== TESTO FORNITO

Commento al Vangelo
della XXVIII Domenica del T.O. B 2012 (Mc
10,17-30)
Il giovane
che voleva salvarsi
Don Dolindo Ruotolo
Dal medesimo contesto del Vangelo può
rilevarsi che Egli era tutto compreso da questi pensieri, poiché rivolse uno
sguardo di particolare amore e attenzione a un giovane che gli si presentò, per
domandargli che cosa avesse dovuto fare per acquistare la vita eterna. Non dimentichiamo
che Gesù Cristo era Dio, e come tale aveva tutto presente: le sue parole non erano
mai ristrette in una visuale limitata, e riguardavano i secoli.
Psicologicamente, diremmo quasi: se Gesù non avesse avuto il Cuore tutto pieno
d’amore per la gioventù di tutti i secoli, non avrebbe manifestato una
particolare benevolenza a un giovane che veniva a Lui più con una velleità di
perfezione che con una vera volontà di essere santo.
Quel giovane,
infatti, venne da Lui correndo
e manifestando così l’entusiasmo dal quale era stato preso, e genufletté
innanzi a Gesù, perché era come affascinato da quel volto divino. Corse, e
nell’avvicinarsi e vederlo così sorridente, si entusiasmò della sua divina
bellezza e bontà, e lo chiamò buono: Maestro buono che farò per acquistare
la vita eterna?
Forse da
lontano aveva visto con quanto amore aveva accolto i fanciulli, ed era rimasto
conquiso da quella bontà così insolita agli arcigni farisei. Gesù volle fargli
riflettere che quella bontà non era un tratto di gentilezza umana, ma scaturiva
dalla divina bontà che diffonde la misericordia e la grazia, e soggiunse: Perché
mi chiami buono? Nessuno è buono fuori di Dio solo. Egli, poi, continuava
ad aver presenti i secoli futuri, i tristi secoli della profanazione
dell’infanzia e della gioventù, e volle proclamare contro i falsi padri
e i falsi amici dei giovani che Dio solo è buono, Dio solo può attrarre
con la sua bontà, e che la pretesa paternità dei tiranni verso i giovani è solo
un inganno per accalappiarli.
I giovani –
come questo del Vangelo –, corrono, perché sono dominati dall’impeto
dell’entusiasmo; genuflettono, perché hanno una dedizione piena nel loro
entusiasmo, e riguardano come buoni quelli che li attraggono, perché
sono dominati dalla bontà e anche dalla bellezza.
Gesù volle
dire che solo la bontà e la bellezza di Dio dovevano dominarli, e che essi non
potevano avere aspirazioni fantastiche, ma dovevano avere come unica guida la
Legge di Dio. Per questo soggiunse: Tu sai i comandamenti: Non commettere
adulterio, non ammazzare, non rubare, non dir falsa testimonianza, non frodare
nessuno, onora tuo padre e tua madre. Dunque è assurdo che vi siano altri
decaloghi; è empio e nello stesso tempo ridicolo che un uomo di partito ardisca
imporre i suoi precetti. La gioventù non può essere educata che nella legge di
Dio e, se una qualunque altra legge prescinde da questa, serve solo a
confonderla e a corromperla.

====

Porta avanti il commento al Vangelo sul giovane che voleva salvarsi, ripartendo subito dopo la sua ultima frase.

== RIGHE DI DATI

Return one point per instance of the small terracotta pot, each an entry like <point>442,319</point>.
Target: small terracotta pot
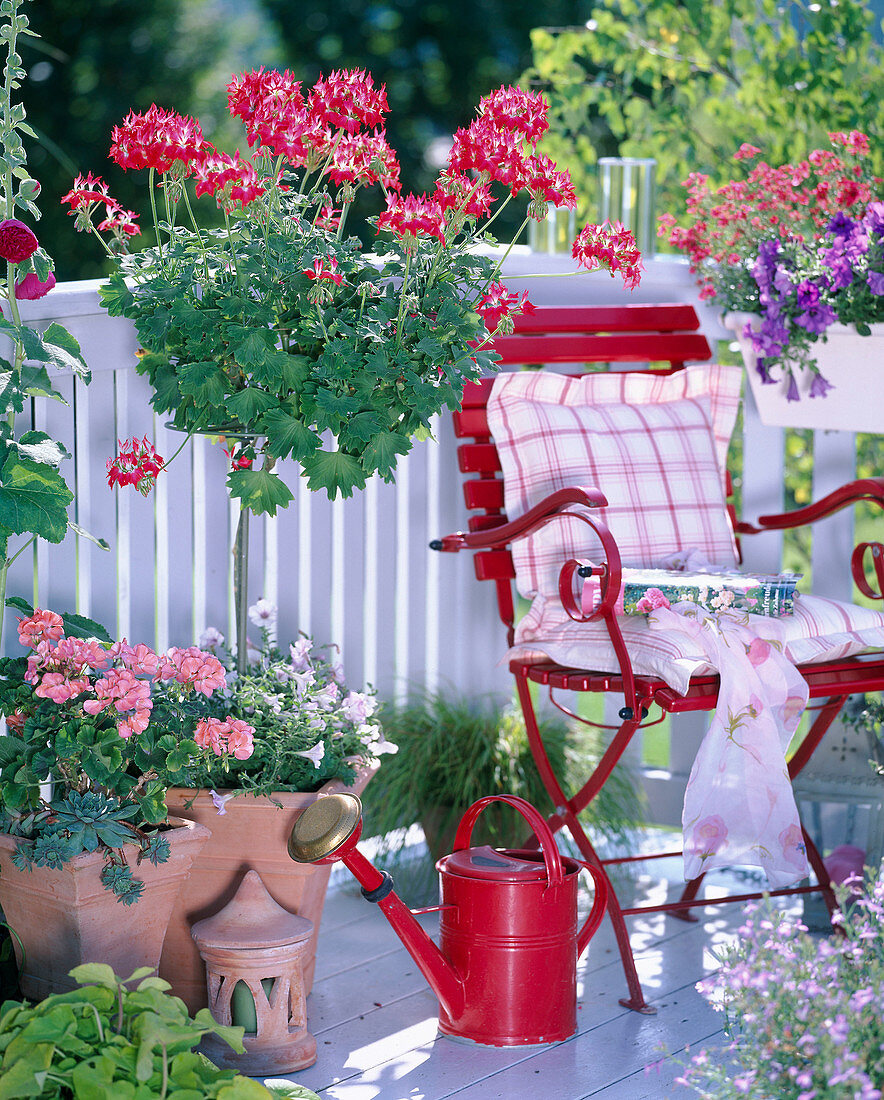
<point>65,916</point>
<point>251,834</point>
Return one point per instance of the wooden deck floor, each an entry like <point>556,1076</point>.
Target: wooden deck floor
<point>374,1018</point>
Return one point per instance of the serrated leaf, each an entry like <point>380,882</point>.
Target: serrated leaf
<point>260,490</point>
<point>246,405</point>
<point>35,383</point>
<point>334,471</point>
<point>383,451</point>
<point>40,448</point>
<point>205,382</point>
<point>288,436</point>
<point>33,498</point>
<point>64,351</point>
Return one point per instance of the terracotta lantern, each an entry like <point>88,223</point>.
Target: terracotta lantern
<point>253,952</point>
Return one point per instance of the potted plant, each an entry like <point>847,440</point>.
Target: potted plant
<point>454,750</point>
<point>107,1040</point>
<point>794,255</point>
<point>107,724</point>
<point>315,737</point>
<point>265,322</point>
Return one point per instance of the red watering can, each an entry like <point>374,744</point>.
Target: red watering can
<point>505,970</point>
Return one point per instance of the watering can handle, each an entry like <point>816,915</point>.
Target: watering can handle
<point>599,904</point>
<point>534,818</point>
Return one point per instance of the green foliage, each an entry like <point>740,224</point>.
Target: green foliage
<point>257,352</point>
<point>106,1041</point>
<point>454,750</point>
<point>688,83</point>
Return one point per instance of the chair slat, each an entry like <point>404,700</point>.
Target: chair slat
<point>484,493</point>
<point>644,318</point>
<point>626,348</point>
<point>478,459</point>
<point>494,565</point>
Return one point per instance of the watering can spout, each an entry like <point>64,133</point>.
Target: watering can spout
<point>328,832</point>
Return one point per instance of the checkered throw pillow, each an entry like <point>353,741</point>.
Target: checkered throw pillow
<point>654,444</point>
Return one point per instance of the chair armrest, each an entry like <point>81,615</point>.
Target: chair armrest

====

### RISPOSTA ATTESA
Forse il
giovane del Vangelo, entusiasmato della bontà di Gesù, tratto da un desiderio
confuso di misticismo e di perfezione fantastica, comune ai giovani nei loro
impeti generosi, immaginò di sentire da Gesù precetti nuovi e regole complesse
di vita spirituale; perciò provò un certo disinganno alla risposta che ebbe, e
soggiunse, non senza una punta di compiacenza, che quelle cose le aveva osservate
fin dalla sua prima giovinezza.
Il Redentore,
a questa confessione di fedeltà alla Legge, guardò con tenerezza il giovane e lo
amò. Forse gli manifestò questo amore abbracciandolo o ponendogli la mano
sul capo; certo gli diede segni di particolare bontà.
Ma non
conosceva Gesù che quel giovane era già un osservante della Legge? E allora,
perché gliela ricordò? Non sapeva che non avrebbe aderito al suo invito di
maggiore perfezione? E allora perché lo invitò?
Lo guardò e lo
amò; eppure proprio allora
quel giovane stava per abbandonarlo pieno di scoraggiamento.
Sembrano tutte
oscurità insolubili, eppure non lo sono se si riflette ai pensieri profondi del
Redentore: Egli parlava prima di tutto ai giovani più che a quel
giovane, e volle affermare solennemente il dovere che essi hanno di porre,
come base della loro vita, la Legge di Dio.
Volle
provocare dal giovane una confessione di piena osservanza, per mostrare a tutti
i giovani che non è affatto impossibile, alla loro età, custodire tutti i
comandamenti di Dio. Sapeva che il suo invito ad una maggiore perfezione non
sarebbe stato accolto, ma lo fece lo stesso, perché la sua misericordia non
cessa di chiamarci e non si abbrevia su di noi solo perché gli siamo ingrati.
Egli si
rivolse, inoltre, allora ai giovani ricchi, ai quali la vita sembra
sorridere con maggiori attrattive, e mostrò anche ad essi la via dell’eroismo.
La loro condizione di privilegio temporale non può giustificare in loro una
minorazione spirituale, ed essi possono benissimo giungere alla vetta
dell’eroismo, lasciare tutto, darlo ai poveri e, spogli dei beni temporali, cercare
quelli eterni. Così hanno fatto, nella Chiesa, moltissimi santi, e l’invito di
Gesù non è rimasto inutile; il giovane al quale parlò se ne andò rattristato e
sconsolato, ma tanti giovani, ai quali indirettamente si rivolse, hanno accolto
a migliaia il suo invito e la Chiesa è popolata sempre di poveri volontari che
scelgono Dio solo come loro porzione e per loro eredità.
Le
ricchezze che rendono poveri, la povertà che arricchisce
Il
giovane che parlava con Gesù aveva molti possedimenti; non era
semplicemente un ricco ma un proprietario, e perciò era impigliato in mille
affari e preoccupazioni temporali. Per ascendere veramente a una grande
perfezione avrebbe dovuto liberarsene, perché è quasi impossibile badare alle
cose celesti tra gli assilli di quelle temporali.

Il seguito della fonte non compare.